__Tugas 1__
Salin ulang baris data tanpa perubahan apa pun, mulai dari baris yang memuat "For this dataset, tag each instance of the sky" sampai baris yang memuat "[[245, 228]]", kedua baris itu ikut disalin.

__Kutipan Teks__
....
Headline

Setelah menjadi ketua RT, Kartinus melakukan terobosan dengan pelayanan berbasis digital.

Fokus

F-35 dan F-16 menjatuhkan sekitar 85 ribu ton bom di Palestina.

Bahlul di Raja Ampat

10/6/2025 05:00
Bahlul di Raja Ampat
Ade Alawi Dewan Redaksi Media Group(MI/Ebet)

PERJUANGAN mengusir penjajah lebih mudah ketimbang melawan bangsa sendiri.

Pernyataan proklamator Bung Karno itu masih relevan ketika kita melihat betapa sulitnya melawan kezaliman dari bangsa sendiri. Memang, tak sulit melawan penjajah, bangsa Indonesia bisa kompak merapatkan barisan mengibarkan panji perlawanan meskipun bermodal bambu runcing. Kaum penjajah menjadi common enemy rakyat yang harus ditumpas.

Namun, selepas kemerdekaan yang susah payah diraih, mengorbankan jiwa, raga, harta, dan sebagainya, penjajahan dalam bentuk lain masih muncul, seperti penegakan hukum yang tebang pilih, padahal Indonesia sudah menyatakan sebagai negara hukum sesuai dengan Pasal 1 ayat (3) UUD 1945.

Alih-alih bangsa ini merasa nyaman hidup di negara yang berdasarkan rechtsstaat, hingga kemerdekaan memasuki usia 80 tahun, bangsa ini masih mengalami kezaliman dalam perkara hukum.

Hukum masih milik orang kaya, orang berpangkat, dan orang yang memiliki jabatan penting. Mereka bisa mengatur hukum sesuka hati. Ibarat lampu lalu lintas, bukannya patuh pada lalu lintas, justru mereka memindahkan lampu lalu lintasnya, bahkan mungkin membuangnya ke semak-semak.

Politik penyanderaan pun dimainkan sekadar untuk membungkam lawan-lawan politik, bukan untuk kepentingan law enforcement. Sejatinya, prinsip negara hukum ialah supremasi hukum, pemisahan kekuasaan (legislatif, eksekutif, dan yudikatif), perlindungan hak asasi manusia, dan imparsialitas peradilan.

Tak hanya ranah hukum yang menurut band Sukatani harus 'bayar, bayar', pengelolaan sumber daya alam yang semrawut sejak Orde Baru sampai sekarang ialah kezaliman yang harus diakhiri.

Pengelolaan sumber daya alam seharusnya mengacu kepada Pasal 33 ayat (3) Undang-Undang Dasar 1945, yang menyatakan bumi, air, dan kekayaan alam yang terkandung di dalamnya dikuasai negara dan dipergunakan untuk sebesar-besar kemakmuran rakyat.

Selama Orde Baru (1967-1998) Indonesia kehilangan hutan (deforestasi) seluas 40 juta hektare untuk beragam kepentingan. Deforestasi dan kerusakan hutan itu berdampak pada kerusakan ekosistem, kehilangan keragaman hayati, gangguan hidrologi, dan peningkatan risiko banjir dan tanah longsor.

Rezim developmentalisme nan militeristis di bawah Jenderal Soeharto mengedepankan pembangunan secara membabi buta. Kala itu, yang tidak setuju dengan kebijakan pembangunan diberi stigma 'antipembangunan', 'antipemerintah', 'subversif', 'PKI', dan sebagainya.
....
__Bahan Latihan__
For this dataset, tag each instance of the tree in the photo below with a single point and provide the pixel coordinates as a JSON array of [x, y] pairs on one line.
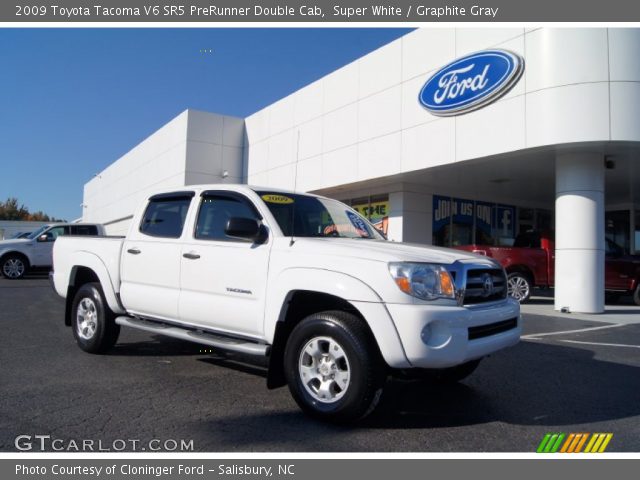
....
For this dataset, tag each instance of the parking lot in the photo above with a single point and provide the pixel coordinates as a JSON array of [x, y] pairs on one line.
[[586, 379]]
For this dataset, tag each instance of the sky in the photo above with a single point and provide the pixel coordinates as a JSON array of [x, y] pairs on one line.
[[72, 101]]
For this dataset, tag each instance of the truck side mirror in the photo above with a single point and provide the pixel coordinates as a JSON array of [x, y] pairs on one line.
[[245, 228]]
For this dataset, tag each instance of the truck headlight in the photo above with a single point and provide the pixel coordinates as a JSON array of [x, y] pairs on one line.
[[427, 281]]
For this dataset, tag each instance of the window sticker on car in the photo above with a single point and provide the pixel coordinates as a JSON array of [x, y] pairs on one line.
....
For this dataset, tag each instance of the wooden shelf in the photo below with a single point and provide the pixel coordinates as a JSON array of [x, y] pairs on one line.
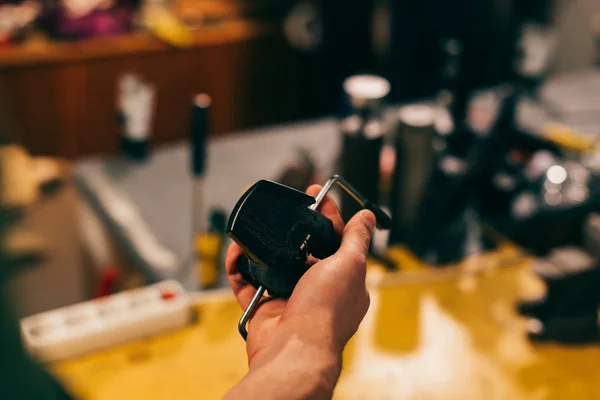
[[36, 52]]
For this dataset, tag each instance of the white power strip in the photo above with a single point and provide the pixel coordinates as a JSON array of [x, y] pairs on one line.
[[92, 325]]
....
__Tugas 2__
Perbarui bagian kutipan teks mulai dari "Politik penyanderaan pun" sampai "dan imparsialitas peradilan." dengan mengganti "law enforcement" menjadi "penegakan hukum", lalu tuliskan bagian itu secara utuh.

__Jawaban Tertulis 1__
For this dataset, tag each instance of the sky in the photo above with a single point and provide the pixel coordinates as a JSON array of [x, y] pairs on one line.
[[72, 101]]
For this dataset, tag each instance of the truck side mirror in the photo above with a single point and provide the pixel coordinates as a JSON array of [x, y] pairs on one line.
[[245, 228]]

__Jawaban Tertulis 2__
Politik penyanderaan pun dimainkan sekadar untuk membungkam lawan-lawan politik, bukan untuk kepentingan penegakan hukum. Sejatinya, prinsip negara hukum ialah supremasi hukum, pemisahan kekuasaan (legislatif, eksekutif, dan yudikatif), perlindungan hak asasi manusia, dan imparsialitas peradilan.